Latihan: Salin dengan tepat bagian kisah syekh tarekat, mulai dari "Maka pria abangan" turun sampai "tutur ulama itu.".

Kisah Syekh Tarekat Menginsafkan Pemabuk Berat.
Bisa dibilang, syekh tarekat yang satu ini sangat mobile. Ia hanya berdiam di zawiyahnya maksimal satu bulan. Setelah itu pasti akan rihlah ke negeri-negeri lain selama beberapa bulan, mengunjungi para ulama dan sufi lain, baik yang masih hidup maupun sudah wafat. Demikian lelaku yang ia jalani hingga akhir hayat.
Suatu ketika, ia minta salah satu santrinya untuk mencarikan sopir baru. Yang mahir dan tangguh, terutama untuk perjalanan jauh.
“Ada, Sidi,” sahut santrinya, “Tapi dia tidak pantas jadi sopir Anda.”
“Kenapa?” tanya Syekh.
“Dia suka mabok, dan tinggalnya malah di lokalisasi.”
“Tidak apa-apa.”
Maka pria abangan itupun dihadapkan kepada sang mursyid tarekat. Kemudian didaulat jadi sopir dengan satu syarat; tidak boleh nenggak minuman keras selama berada di sekitar sang syekh. Alasannya sederhana:
“Saya tidak kuat baunya,” tutur ulama itu.
Demikianlah si sopir mengantar sang guru sufi kemanapun pergi. Otomatis ia pun ikut serta hadir majlis zikir, ziarah, pengajian, maulid, khataman Quran, dan lainnya. Meski demikian ia masih tinggal di lokalisasi. Selama itu sang guru sufi tak sekalipun pernah menceramahinya.
Hal ini berlangsung beberapa lama. Hingga suatu hari si sopir mengetuk pintu majikannya itu. Sowan.

Data Terekam:
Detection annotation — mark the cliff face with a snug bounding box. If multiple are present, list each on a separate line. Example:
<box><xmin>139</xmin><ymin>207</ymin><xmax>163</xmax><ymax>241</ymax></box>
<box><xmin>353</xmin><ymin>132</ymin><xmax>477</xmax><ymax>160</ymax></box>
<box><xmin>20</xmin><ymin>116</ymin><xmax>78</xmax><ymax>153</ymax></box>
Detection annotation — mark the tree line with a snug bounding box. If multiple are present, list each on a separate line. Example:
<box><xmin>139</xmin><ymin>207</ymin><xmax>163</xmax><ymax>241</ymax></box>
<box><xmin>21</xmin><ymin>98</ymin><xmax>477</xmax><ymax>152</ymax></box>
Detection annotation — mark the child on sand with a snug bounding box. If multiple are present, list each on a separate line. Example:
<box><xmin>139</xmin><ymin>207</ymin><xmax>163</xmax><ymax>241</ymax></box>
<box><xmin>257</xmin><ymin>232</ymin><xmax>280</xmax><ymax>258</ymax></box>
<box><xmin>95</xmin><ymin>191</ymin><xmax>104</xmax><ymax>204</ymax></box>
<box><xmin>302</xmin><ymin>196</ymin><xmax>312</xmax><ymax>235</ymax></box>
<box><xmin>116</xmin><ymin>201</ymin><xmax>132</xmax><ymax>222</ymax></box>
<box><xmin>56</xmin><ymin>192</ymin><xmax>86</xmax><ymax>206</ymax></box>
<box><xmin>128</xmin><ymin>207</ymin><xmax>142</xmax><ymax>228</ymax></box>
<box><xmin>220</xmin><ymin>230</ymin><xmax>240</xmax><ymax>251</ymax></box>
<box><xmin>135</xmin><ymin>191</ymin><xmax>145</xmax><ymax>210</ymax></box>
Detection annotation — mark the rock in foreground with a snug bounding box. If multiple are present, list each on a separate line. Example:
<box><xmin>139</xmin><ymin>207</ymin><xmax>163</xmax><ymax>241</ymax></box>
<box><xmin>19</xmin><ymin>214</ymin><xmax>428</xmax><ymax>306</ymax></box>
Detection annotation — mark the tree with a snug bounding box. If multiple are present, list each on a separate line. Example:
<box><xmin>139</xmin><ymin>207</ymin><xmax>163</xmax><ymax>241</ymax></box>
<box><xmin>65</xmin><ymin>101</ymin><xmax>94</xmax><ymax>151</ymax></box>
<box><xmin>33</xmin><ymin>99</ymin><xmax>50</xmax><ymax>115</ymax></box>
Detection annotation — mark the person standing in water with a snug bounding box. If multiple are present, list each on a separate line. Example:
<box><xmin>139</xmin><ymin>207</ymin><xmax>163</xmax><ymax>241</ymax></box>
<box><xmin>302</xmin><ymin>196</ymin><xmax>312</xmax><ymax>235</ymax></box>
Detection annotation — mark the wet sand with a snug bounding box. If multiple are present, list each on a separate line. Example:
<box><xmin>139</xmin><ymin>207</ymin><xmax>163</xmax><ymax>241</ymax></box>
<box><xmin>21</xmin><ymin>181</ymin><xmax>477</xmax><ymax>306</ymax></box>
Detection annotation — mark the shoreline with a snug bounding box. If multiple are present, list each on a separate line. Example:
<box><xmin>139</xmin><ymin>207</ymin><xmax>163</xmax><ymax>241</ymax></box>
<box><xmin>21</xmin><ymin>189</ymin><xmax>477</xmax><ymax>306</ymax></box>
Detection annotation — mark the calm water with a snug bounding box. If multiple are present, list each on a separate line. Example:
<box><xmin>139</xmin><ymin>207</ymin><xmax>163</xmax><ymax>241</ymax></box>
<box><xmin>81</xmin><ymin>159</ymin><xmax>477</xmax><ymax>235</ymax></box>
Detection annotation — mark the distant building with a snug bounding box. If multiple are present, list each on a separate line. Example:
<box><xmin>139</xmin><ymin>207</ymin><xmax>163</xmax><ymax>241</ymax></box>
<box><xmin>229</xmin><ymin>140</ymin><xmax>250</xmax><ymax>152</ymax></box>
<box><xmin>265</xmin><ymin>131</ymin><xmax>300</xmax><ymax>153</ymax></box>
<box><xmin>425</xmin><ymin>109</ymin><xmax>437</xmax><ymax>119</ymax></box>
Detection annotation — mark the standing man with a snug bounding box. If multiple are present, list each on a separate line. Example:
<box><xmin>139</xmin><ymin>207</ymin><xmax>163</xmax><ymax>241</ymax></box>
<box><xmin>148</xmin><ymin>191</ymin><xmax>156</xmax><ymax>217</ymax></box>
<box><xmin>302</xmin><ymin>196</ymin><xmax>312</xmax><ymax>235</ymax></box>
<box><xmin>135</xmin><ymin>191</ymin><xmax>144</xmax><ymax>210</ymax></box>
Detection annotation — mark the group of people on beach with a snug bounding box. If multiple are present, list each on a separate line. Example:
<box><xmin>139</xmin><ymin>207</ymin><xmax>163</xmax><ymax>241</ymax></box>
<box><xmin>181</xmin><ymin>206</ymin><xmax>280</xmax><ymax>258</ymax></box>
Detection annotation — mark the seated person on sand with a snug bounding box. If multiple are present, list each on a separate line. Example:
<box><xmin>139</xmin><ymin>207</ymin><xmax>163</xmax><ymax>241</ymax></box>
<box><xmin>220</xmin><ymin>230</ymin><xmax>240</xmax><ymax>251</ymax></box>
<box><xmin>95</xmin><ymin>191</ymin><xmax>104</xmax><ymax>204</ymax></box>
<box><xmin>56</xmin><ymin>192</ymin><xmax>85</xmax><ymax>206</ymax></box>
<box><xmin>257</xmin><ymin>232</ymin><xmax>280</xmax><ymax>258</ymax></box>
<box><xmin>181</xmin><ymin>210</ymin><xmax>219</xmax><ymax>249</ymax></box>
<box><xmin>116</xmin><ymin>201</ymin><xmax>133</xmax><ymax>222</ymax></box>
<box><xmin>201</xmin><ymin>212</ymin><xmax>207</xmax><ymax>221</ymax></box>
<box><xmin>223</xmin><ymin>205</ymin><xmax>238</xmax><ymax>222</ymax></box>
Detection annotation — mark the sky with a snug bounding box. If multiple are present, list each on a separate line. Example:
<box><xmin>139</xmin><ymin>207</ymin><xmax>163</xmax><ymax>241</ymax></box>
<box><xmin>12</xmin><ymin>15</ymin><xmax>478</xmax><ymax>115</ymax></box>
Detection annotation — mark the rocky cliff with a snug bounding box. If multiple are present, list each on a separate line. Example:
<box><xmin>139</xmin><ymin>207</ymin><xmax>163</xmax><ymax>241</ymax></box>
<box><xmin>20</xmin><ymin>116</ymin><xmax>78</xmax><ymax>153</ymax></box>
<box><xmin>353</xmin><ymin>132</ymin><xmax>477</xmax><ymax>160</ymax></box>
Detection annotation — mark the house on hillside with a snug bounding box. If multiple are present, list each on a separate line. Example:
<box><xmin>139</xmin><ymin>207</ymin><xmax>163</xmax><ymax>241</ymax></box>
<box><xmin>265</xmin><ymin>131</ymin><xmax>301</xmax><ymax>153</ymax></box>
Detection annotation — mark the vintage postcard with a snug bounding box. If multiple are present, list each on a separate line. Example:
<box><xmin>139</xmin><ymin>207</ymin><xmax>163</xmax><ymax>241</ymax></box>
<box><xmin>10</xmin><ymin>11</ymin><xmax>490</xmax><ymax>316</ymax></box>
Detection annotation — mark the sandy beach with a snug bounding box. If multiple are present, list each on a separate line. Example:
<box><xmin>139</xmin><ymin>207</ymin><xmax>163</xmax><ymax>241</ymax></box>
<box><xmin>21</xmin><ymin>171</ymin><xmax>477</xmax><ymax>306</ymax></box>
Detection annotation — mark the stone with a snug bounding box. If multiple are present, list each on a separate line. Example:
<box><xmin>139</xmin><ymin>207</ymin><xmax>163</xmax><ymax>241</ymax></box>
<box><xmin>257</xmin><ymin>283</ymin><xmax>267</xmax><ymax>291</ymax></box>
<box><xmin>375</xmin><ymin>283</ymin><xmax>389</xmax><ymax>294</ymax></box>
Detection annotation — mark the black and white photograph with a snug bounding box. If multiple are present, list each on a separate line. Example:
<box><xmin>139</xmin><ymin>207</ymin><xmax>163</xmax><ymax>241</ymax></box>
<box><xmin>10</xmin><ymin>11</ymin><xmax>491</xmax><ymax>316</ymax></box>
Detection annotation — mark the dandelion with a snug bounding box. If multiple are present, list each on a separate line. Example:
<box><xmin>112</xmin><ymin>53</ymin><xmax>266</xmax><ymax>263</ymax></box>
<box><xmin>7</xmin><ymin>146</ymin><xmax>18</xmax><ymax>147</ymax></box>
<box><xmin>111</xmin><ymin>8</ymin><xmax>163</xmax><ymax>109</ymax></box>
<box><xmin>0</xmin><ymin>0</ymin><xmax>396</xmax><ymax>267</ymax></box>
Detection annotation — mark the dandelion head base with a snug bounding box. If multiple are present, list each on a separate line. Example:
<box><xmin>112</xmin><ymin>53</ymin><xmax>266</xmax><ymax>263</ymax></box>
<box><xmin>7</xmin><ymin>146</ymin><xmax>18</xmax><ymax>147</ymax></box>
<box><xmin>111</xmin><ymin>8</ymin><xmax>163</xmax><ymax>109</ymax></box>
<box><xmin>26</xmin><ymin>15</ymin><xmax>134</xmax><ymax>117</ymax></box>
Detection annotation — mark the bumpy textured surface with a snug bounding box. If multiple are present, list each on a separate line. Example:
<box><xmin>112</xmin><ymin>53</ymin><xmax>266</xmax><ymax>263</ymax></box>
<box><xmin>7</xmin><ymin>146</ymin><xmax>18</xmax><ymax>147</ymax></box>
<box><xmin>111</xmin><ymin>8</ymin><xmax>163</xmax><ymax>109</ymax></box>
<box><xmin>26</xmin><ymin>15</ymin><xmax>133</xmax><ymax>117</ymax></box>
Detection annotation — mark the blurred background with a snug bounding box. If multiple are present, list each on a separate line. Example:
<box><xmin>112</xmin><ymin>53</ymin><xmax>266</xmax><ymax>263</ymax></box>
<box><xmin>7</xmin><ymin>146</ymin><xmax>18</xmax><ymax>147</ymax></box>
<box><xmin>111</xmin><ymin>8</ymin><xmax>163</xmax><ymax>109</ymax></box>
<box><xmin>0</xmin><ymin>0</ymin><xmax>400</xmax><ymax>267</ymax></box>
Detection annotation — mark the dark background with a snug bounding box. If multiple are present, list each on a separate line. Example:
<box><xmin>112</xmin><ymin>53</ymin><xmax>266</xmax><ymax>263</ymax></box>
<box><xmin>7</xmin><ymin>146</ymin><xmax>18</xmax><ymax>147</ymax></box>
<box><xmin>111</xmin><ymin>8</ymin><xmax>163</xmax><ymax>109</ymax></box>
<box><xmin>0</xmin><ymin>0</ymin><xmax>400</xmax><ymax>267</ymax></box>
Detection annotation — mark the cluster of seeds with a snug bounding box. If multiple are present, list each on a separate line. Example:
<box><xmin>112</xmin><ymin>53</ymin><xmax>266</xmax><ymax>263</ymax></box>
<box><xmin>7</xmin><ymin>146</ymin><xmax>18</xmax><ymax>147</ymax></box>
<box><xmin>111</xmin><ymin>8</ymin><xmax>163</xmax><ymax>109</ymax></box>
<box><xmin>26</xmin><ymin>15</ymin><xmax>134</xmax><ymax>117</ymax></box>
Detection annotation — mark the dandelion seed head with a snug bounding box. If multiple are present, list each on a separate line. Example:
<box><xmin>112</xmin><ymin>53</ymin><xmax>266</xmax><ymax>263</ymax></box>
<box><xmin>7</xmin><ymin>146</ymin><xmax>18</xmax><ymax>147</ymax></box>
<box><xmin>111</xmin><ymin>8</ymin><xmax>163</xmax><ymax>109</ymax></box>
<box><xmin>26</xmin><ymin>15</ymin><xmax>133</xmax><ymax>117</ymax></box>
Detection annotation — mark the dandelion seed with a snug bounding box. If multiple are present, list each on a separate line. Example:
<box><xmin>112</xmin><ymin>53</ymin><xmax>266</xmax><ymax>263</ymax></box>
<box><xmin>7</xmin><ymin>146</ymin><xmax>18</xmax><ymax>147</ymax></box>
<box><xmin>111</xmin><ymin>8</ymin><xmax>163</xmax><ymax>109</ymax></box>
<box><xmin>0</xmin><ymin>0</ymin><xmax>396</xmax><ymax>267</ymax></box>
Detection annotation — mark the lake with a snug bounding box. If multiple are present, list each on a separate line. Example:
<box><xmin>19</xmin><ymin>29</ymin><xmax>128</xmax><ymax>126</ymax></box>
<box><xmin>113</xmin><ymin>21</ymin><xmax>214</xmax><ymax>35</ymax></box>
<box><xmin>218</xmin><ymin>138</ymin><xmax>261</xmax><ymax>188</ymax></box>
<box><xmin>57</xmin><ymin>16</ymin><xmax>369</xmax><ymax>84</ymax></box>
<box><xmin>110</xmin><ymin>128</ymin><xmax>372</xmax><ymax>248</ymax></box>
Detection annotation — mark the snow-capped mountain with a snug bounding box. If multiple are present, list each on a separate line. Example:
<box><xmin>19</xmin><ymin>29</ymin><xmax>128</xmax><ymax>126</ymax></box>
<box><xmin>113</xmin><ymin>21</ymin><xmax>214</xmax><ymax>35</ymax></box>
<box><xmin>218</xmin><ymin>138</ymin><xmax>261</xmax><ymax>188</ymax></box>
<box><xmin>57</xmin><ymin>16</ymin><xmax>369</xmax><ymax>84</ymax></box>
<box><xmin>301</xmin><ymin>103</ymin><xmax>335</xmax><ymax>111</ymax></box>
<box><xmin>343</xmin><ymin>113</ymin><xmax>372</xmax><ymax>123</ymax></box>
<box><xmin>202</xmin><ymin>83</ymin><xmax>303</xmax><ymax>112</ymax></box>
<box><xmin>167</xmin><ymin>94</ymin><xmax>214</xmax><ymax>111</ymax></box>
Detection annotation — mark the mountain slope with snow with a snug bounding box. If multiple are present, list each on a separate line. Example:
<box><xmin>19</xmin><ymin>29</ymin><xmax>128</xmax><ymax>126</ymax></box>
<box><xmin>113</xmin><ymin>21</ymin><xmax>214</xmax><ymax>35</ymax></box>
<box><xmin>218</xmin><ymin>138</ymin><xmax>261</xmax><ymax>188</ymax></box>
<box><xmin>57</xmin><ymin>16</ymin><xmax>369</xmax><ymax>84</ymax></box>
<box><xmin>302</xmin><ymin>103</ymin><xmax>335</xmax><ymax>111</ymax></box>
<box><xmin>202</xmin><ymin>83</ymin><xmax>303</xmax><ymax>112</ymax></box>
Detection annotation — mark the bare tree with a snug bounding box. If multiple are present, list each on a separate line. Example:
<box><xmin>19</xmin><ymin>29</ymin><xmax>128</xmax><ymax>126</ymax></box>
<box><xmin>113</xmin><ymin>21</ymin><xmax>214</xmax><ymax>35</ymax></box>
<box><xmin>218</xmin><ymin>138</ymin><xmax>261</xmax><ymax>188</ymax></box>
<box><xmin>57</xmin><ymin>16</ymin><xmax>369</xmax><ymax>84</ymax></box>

Hasil:
Maka pria abangan itupun dihadapkan kepada sang mursyid tarekat. Kemudian didaulat jadi sopir dengan satu syarat; tidak boleh nenggak minuman keras selama berada di sekitar sang syekh. Alasannya sederhana:
“Saya tidak kuat baunya,” tutur ulama itu.